[EXERCISE INPUT]
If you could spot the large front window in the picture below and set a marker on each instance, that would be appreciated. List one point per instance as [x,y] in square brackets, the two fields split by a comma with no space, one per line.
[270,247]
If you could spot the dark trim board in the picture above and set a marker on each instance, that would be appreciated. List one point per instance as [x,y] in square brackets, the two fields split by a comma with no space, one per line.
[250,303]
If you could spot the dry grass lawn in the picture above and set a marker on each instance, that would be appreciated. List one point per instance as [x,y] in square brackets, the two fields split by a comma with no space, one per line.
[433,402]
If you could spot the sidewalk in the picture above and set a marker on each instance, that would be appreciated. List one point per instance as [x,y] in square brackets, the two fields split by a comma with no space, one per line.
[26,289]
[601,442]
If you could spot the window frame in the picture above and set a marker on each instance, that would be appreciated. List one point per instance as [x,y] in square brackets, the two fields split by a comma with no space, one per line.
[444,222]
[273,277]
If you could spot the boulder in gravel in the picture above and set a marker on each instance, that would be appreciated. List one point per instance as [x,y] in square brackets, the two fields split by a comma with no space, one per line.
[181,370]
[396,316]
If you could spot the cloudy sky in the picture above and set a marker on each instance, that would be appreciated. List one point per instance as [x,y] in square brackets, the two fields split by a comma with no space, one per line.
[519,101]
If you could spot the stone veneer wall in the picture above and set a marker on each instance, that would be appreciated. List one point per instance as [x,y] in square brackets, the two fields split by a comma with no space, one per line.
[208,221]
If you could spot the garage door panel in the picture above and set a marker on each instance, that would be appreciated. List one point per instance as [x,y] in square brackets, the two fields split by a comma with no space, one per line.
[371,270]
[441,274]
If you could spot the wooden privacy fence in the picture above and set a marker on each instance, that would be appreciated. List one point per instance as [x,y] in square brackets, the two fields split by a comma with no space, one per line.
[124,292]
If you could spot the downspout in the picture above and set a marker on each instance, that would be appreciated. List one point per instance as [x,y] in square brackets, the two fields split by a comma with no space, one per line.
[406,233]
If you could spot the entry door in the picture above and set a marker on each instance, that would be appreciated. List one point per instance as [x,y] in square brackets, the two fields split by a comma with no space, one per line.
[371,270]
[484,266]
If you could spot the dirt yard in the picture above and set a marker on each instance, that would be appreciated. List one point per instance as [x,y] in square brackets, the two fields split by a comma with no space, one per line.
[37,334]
[/EXERCISE INPUT]
Retype the whole listing exactly.

▶ **SOLUTION FOR THIS TASK**:
If you could spot the large front window in the picture below and set a marker on each instance, that would be appreciated. List one point per instance as [x,y] in square brackets, the two fields split by a comma with no space, one per line.
[270,247]
If you could spot the dark trim board in the picture above and set a marker on each instance, that would be appreciated. List one point per instance as [x,y] in square brackets, the two fields split by a comma with no space, one per line.
[250,303]
If you could spot the dry grass lawn in the picture above and set a marker on each instance, that would be appreciated. List one point per instance as [x,y] in square brackets, the two fields split by a comma with no space, one per line.
[433,402]
If you could spot the sidewalk in the picture above and set a marker on each instance, that would be appreciated. List one point per instance as [x,y] in square brackets, the two fields split by a comma with no space, one per line.
[26,289]
[601,442]
If you could spot the window frame in the picture above and set a marker on each instance, that would be appreciated. List one point per instance as [x,y] in square brackets, the two fields split by a comma with no space, one per line.
[444,222]
[273,277]
If you could spot the boulder in gravel in the picture above and set a marker on each instance, that would be appreciated. List one point per instance as [x,y] in square brackets, the two fields split by a comma with no space, one per line.
[181,370]
[396,316]
If you could spot the cloudy sky in the picture above and set a marker on each instance, that would be appreciated. List one point per instance as [x,y] in square brackets, the two fields split by a comma with no space, one per line.
[519,101]
If you could spot the stone veneer wall in the picture above and set a marker on each instance, that would be appreciated. List one point per instance as [x,y] in square brackets, the two fields split by a comma with no space, one per line.
[208,221]
If you could spot the garage door panel in the picture above and set a marker on each instance, that would be appreciated. List one point per instance as [x,y] in square brackets, the two fields split by a comma with no space, one per line.
[371,270]
[441,274]
If you could spot the wooden privacy fence in the picture above and set a marker on each instance, that would be appreciated. List one point per instance as [x,y] in square brackets, the two fields split by a comma with no space, one per line.
[124,292]
If you could spot the downspout in the picture above and set a marker on each instance, that would be appreciated. List one point per instance as [x,y] in square brackets, the two fields split by a comma with no space, one per line.
[406,233]
If you could spot the entry door in the picture above and set a marker on each instance, that would be appreciated. List one point per instance as [x,y] in square brackets, the two fields split by a comma with no space, one per line.
[371,270]
[484,266]
If you could spot the dirt yard in the picture above and set a marker on each instance, that would be appreciated. List one point per instance as [x,y] in square brackets, the two fields split by a comma with no space, one per line.
[37,334]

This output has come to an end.